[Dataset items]

══════

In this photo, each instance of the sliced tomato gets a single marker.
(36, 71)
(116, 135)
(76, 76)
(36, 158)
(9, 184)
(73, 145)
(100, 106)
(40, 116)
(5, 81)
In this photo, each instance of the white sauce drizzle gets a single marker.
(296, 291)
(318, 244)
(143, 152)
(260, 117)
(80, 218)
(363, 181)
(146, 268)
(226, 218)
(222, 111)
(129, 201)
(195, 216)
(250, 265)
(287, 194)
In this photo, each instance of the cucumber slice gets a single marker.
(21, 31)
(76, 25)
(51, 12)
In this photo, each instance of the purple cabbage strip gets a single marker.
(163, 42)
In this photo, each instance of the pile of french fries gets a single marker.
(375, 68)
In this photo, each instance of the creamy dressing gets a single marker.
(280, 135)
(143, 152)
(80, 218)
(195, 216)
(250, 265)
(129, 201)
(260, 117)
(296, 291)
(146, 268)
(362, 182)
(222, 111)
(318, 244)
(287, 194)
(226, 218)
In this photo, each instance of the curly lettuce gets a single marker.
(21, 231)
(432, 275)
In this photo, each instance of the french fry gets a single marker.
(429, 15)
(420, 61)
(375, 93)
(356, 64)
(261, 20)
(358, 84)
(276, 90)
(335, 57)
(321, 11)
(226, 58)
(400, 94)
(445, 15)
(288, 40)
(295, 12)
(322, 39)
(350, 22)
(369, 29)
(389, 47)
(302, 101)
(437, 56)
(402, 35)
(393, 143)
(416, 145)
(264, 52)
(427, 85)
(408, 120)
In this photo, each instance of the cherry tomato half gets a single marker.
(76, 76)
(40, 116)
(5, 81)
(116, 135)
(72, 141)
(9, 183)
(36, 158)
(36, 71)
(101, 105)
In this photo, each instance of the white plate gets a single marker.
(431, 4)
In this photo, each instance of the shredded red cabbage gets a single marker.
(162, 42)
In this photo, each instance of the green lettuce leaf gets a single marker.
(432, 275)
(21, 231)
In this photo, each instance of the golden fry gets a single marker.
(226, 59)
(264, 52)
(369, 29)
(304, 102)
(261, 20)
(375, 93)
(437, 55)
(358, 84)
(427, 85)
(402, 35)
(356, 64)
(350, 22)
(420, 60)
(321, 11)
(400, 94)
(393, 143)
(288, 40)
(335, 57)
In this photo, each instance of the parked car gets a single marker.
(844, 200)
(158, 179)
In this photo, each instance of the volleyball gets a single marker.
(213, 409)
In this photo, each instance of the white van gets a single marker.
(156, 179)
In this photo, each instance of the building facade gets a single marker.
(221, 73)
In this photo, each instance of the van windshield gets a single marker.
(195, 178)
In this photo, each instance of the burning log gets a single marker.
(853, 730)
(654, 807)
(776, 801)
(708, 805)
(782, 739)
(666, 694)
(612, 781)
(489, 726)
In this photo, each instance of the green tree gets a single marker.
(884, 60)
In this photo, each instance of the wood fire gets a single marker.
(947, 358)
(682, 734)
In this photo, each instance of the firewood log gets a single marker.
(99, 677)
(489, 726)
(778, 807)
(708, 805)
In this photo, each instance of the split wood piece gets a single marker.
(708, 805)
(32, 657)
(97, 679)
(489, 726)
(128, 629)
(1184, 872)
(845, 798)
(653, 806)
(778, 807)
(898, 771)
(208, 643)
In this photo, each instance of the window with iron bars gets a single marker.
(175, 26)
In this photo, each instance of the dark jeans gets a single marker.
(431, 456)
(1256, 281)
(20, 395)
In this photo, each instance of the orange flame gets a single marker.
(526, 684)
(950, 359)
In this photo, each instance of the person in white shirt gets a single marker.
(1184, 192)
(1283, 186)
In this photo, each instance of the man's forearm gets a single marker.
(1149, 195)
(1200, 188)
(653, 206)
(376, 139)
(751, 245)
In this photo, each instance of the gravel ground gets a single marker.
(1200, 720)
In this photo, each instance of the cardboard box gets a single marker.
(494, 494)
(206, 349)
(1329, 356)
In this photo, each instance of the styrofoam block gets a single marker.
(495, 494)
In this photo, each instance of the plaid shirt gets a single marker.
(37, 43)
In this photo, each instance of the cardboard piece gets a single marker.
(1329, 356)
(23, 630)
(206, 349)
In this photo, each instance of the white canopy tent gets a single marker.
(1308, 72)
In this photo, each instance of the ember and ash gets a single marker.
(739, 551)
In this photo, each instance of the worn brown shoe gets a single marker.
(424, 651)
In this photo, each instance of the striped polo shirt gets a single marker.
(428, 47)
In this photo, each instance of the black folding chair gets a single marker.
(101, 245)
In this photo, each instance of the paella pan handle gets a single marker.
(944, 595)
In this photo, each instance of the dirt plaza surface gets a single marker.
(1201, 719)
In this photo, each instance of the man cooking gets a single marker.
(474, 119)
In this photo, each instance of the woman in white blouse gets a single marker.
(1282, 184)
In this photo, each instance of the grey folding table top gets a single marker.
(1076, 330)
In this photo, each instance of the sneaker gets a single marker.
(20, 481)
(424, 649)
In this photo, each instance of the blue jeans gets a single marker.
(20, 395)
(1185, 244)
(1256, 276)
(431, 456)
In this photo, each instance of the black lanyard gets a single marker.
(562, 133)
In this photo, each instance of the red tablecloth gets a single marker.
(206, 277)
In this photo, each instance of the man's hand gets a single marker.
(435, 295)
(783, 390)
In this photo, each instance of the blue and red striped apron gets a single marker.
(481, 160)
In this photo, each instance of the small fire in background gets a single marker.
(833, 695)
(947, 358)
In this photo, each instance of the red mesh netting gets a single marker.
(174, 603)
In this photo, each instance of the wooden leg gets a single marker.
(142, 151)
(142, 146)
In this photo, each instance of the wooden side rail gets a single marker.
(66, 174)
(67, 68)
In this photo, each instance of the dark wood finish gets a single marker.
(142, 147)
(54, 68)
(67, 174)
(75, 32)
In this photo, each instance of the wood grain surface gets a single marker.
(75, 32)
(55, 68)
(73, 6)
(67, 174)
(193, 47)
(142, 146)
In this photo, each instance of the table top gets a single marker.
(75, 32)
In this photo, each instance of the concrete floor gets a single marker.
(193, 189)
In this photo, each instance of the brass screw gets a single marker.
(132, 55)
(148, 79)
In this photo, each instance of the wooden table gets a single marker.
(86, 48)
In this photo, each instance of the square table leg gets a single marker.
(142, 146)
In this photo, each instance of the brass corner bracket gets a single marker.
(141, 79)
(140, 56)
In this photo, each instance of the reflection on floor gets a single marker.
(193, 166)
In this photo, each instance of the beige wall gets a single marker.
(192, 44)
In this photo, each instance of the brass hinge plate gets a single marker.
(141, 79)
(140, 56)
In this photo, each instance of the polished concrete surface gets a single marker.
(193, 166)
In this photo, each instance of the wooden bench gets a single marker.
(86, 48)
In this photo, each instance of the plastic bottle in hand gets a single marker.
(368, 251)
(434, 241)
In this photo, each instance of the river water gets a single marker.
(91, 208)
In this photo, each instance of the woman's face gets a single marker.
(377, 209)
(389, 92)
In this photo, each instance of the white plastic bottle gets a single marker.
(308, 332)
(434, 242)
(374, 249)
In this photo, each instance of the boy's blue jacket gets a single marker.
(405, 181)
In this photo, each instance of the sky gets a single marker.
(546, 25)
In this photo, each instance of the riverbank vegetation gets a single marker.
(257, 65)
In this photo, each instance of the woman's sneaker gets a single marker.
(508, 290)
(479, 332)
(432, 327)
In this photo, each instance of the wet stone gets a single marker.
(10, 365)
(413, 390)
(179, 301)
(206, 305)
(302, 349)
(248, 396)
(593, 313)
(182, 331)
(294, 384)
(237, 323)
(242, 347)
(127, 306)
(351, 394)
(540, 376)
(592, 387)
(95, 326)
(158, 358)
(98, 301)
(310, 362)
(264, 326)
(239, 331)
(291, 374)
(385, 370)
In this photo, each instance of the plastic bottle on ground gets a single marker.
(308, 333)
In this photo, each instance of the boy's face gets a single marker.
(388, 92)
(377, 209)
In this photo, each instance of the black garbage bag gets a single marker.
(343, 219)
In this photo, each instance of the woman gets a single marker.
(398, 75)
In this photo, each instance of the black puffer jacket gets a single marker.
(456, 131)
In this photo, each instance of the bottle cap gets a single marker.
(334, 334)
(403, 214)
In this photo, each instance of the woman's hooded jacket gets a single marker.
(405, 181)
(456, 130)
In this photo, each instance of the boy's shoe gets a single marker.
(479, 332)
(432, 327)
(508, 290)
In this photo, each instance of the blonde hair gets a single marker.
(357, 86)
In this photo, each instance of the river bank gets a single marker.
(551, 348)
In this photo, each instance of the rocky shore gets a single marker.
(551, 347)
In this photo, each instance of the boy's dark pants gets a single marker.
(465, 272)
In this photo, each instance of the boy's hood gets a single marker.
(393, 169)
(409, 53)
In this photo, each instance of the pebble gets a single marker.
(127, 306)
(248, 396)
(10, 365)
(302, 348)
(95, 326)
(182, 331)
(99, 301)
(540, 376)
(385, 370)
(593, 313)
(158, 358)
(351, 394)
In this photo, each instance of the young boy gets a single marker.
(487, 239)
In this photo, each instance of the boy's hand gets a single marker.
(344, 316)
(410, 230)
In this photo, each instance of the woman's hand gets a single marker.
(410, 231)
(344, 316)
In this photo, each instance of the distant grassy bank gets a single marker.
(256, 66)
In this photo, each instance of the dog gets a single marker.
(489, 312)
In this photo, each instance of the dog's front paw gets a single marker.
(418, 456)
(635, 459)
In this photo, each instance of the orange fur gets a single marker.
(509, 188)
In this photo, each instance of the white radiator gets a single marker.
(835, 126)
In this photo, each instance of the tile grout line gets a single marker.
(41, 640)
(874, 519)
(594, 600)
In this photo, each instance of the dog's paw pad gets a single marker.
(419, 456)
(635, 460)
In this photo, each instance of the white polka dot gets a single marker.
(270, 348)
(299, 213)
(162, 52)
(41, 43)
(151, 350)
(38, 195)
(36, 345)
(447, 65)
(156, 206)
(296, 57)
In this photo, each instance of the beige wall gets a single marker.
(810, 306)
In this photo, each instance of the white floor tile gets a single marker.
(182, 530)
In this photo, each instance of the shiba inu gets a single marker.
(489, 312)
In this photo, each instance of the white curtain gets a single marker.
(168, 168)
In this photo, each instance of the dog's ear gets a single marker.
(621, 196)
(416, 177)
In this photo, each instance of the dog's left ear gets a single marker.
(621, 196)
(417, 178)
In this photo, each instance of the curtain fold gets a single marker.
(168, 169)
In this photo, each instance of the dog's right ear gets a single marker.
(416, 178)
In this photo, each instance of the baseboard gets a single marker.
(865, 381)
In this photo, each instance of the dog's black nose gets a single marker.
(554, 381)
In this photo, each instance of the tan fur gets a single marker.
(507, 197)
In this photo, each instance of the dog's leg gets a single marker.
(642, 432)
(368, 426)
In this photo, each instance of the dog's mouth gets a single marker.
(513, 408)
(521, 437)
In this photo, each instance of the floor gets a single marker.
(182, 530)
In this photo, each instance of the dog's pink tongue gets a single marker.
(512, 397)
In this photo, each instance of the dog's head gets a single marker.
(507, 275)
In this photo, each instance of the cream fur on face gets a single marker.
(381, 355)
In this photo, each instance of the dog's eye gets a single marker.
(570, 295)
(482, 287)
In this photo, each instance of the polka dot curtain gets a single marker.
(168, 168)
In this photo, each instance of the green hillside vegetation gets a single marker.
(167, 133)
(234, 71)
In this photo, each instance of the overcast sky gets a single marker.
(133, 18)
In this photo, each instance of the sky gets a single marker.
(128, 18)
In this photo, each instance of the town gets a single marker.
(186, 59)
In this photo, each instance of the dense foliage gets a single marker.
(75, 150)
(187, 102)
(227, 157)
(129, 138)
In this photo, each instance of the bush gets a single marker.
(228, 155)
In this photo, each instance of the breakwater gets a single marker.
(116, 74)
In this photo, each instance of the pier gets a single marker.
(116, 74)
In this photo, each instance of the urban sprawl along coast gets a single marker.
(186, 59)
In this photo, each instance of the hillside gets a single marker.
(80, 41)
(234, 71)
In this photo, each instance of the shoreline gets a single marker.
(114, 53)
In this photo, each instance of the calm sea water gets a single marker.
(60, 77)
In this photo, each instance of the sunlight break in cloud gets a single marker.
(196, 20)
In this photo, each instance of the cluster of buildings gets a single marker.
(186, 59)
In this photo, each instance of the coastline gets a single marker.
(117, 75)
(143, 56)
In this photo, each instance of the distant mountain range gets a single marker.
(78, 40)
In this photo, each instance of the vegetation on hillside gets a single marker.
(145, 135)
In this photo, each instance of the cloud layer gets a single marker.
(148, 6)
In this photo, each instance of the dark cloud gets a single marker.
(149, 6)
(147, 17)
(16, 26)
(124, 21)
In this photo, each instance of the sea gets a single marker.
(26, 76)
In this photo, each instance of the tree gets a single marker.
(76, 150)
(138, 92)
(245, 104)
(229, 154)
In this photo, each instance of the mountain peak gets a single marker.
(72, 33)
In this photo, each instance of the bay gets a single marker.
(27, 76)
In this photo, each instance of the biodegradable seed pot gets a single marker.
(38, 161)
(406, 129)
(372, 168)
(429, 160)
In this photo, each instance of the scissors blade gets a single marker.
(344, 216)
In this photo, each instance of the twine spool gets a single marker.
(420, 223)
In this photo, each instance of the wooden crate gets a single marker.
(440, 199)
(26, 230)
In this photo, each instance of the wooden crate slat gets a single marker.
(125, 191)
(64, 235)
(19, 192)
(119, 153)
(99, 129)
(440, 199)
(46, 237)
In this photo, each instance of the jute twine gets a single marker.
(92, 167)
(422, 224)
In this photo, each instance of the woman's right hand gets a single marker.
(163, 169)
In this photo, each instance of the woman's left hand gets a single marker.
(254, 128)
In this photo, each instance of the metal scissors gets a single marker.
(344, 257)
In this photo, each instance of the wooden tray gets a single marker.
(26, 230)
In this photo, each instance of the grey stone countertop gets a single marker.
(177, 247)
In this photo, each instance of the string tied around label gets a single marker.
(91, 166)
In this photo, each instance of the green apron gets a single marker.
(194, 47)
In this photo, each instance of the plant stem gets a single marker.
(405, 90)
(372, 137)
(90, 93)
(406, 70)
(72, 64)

══════

* _STATED EXERCISE_:
Return the lines beginning at the one that contains "In this photo, each instance of the scissors" and continuing through the last line of the data, exactly as they stand and without any others.

* _EXERCISE SOLUTION_:
In this photo, each instance of the scissors blade gets a single marker.
(344, 216)
In this photo, each instance of the twine spool gets a single marker.
(420, 223)
In this photo, each instance of the wooden crate gets a single marker.
(440, 199)
(26, 230)
In this photo, each instance of the wooden crate slat gets a single marker.
(125, 191)
(64, 235)
(19, 192)
(119, 153)
(99, 129)
(440, 199)
(46, 237)
In this photo, each instance of the jute twine gets a single marker.
(92, 167)
(422, 224)
In this photo, each instance of the woman's right hand gets a single marker.
(163, 169)
In this photo, each instance of the woman's left hand gets a single marker.
(254, 128)
In this photo, each instance of the metal scissors gets a single marker.
(344, 257)
In this photo, each instance of the wooden tray gets a single marker.
(26, 230)
In this photo, each instance of the grey stone countertop gets a single marker.
(177, 247)
In this photo, each instance of the string tied around label gets a single marker.
(91, 166)
In this photo, each instance of the green apron gets a single marker.
(194, 47)
In this photo, each instance of the plant stem gets a single marker.
(405, 90)
(372, 137)
(90, 93)
(406, 70)
(72, 64)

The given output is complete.